PROBLEM TO SOLVE: Reproduce exactly the lines from the top of the records below through the line holding "rough mask: <svg".

○ ○ ○ ○ ○ ○ ○

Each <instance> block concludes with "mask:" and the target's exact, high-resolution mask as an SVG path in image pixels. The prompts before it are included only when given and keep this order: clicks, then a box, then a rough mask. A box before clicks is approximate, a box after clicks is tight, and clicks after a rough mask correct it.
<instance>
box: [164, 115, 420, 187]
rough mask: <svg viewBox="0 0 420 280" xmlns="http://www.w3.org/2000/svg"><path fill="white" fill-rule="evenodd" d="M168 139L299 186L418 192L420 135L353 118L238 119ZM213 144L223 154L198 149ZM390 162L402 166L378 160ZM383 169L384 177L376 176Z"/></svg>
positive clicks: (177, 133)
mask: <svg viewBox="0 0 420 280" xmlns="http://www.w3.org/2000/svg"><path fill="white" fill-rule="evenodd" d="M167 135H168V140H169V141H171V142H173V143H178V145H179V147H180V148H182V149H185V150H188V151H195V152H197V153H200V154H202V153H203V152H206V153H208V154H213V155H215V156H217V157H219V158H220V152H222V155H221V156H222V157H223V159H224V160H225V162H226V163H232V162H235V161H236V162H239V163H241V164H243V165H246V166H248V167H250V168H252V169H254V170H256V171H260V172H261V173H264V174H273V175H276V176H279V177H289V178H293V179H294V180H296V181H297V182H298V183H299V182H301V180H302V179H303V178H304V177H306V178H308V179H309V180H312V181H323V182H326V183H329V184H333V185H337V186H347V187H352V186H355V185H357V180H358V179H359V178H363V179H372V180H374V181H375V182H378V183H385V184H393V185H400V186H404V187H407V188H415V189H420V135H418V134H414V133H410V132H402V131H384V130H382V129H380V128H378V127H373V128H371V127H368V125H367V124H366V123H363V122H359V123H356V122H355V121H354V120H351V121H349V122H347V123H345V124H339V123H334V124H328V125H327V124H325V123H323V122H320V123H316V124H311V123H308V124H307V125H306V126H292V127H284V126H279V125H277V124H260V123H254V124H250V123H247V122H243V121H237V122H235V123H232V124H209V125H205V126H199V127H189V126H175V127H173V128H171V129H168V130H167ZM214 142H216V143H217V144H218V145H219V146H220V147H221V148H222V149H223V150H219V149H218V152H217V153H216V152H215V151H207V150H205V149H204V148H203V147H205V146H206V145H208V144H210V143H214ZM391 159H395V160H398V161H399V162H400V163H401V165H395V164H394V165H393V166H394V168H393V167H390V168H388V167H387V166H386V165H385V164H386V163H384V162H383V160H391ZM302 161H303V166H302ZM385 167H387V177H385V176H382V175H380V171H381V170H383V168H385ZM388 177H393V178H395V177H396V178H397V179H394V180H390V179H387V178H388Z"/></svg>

○ ○ ○ ○ ○ ○ ○

TASK RESULT:
Each <instance> block concludes with "mask:" and the target's exact, high-resolution mask as an SVG path in image pixels. The prompts before it are included only when given and keep this order: clicks, then a box, then a rough mask. A box before clicks is approximate, a box after clicks is tight, and clicks after a rough mask correct it.
<instance>
box: [164, 115, 420, 187]
rough mask: <svg viewBox="0 0 420 280" xmlns="http://www.w3.org/2000/svg"><path fill="white" fill-rule="evenodd" d="M168 139L299 186L418 192L420 135L353 118L238 119ZM213 144L223 154L198 149ZM390 162L402 166L378 160ZM383 169L384 177L376 176Z"/></svg>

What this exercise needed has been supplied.